Crawl Across the Ocean

Tuesday, April 26, 2011

89. Moneyball

Note: This post is the eighty-ninth in a series about government and commercial ethics. Click here for the full listing of the series. The first post in the series has more detail on the book 'Systems of Survival' by Jane Jacobs which inspired this series.

Just a short, light-hearted post this week, as vacation calls (next post will be on May 17).

I've been reading the book 'Moneyball' by Michael Lewis. When I started reading it, I didn't do it with the intention of relating it to this series of posts, but I couldn't help myself (yes, it's possible that I should seek help of some sort).

Moneyball tells the story of how the Oakland A's were able to succeed at Major League Baseball, despite having less money to spend on players than their competition, by innovating in their approach to winning games.

Baseball, like most sports, is in essence a guardian activity, fulfilling the guardian precept to 'make rich use of the leisure', by the same token as the 'shun trading' precept led to the establishment of the Olympics only for amateurs, not for professional athletes. Of course the Olympics is a long way from only allowing amateurs to compete, and professional baseball is even further away from shunning trading in any form.

## Exercise
Continue the blog post about Moneyball from the point where it stops.

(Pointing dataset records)
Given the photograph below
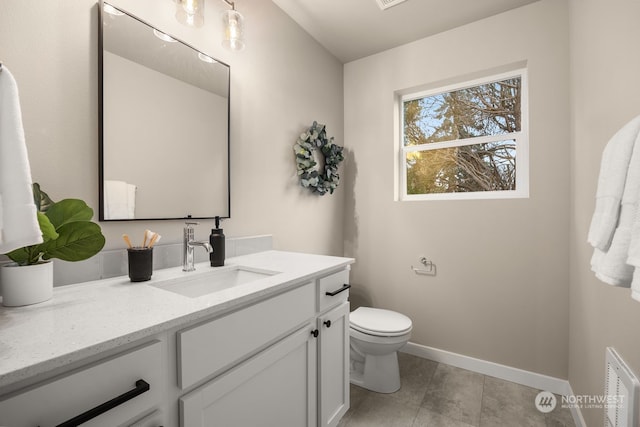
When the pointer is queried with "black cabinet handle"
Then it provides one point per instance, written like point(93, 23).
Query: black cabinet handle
point(141, 387)
point(342, 289)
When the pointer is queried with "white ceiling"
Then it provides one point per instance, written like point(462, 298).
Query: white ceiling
point(352, 29)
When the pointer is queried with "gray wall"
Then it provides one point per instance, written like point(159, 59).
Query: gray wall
point(501, 290)
point(605, 95)
point(280, 84)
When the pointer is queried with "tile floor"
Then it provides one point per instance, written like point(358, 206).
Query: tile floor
point(438, 395)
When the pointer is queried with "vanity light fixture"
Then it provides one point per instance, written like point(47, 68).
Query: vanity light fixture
point(233, 27)
point(190, 12)
point(164, 37)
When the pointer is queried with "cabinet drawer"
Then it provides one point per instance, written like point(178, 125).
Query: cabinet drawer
point(66, 397)
point(332, 284)
point(207, 349)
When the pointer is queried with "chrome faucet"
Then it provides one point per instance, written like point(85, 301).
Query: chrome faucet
point(189, 244)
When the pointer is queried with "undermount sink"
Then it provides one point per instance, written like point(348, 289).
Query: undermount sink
point(196, 284)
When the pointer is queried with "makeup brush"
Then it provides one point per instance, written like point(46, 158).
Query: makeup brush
point(146, 236)
point(156, 237)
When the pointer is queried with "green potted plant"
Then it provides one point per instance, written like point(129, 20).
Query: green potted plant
point(68, 234)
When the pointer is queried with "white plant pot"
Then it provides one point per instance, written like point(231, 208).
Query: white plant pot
point(26, 285)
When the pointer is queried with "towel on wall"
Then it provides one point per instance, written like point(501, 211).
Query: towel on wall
point(611, 183)
point(18, 215)
point(611, 265)
point(119, 200)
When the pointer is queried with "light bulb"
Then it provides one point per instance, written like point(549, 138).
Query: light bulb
point(233, 37)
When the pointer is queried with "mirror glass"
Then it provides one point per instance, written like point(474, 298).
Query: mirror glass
point(164, 125)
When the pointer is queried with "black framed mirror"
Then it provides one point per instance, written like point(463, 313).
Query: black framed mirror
point(164, 124)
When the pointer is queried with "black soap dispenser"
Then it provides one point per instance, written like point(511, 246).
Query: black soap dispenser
point(216, 239)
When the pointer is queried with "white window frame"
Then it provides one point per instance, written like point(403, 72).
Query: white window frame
point(521, 139)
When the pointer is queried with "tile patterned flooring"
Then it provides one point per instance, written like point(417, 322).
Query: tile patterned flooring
point(438, 395)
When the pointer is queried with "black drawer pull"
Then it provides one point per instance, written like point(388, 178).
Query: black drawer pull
point(141, 387)
point(342, 289)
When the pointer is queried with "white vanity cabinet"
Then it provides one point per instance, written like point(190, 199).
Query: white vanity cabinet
point(131, 382)
point(272, 352)
point(300, 379)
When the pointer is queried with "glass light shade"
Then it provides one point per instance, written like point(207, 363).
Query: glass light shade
point(233, 24)
point(190, 12)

## Result of the task
But still, there is certainly respect for tradition in baseball, and deceit for the sake of the task (hiding signals, stealing bases, etc.), loyal fans, fortitude, fatalism, hierarchy and so on.

But out of the pro sports, baseball least resembles a traditional battle for territory where strength and perseverance in the face of the opposition is required. To a large extent, baseball consists of specific tasks that don't involve direct contact with the opposition players and which are amenable to detailed statistical analysis.

In Moneyball, we see how the management of the Oakland A's takes advantage of the statistical nature of baseball to introduce rational commercial syndrome analysis in order to be efficient at the business of translating dollars into wins.

An early chapter, "How to Find a Ballplayer" outlines the clash between the traditional way of scouting and the new, disruptive, innovative approaches taken by the A's.

"Reason, even science, was what Billy Beane was intent on bringing to baseball."


"Billy had taken to saying, "We take fifty guys [in the draft] and we celebrate if two of them make it. In what other business is two for fifty a success? If you did that in the stock market you'd go broke."


"It was only baseball tradition that allowed scouting directors and scouts to go off and find the ballplayers on their own without worrying too much about the GM looking over their shoulders. And if there was one thing [scouting director] Grady knew about Billy, it was that he could give a fuck about baseball tradition."


It's not just tradition vs. innovation, there was also the related battle between guardian virtues of loyalty and presenting a united front vs.the commercial precept of dissent for the sake of the task

"The old scouts aren't built to argue; they are built to agree. They are part of a tightly woven class of former baseball players."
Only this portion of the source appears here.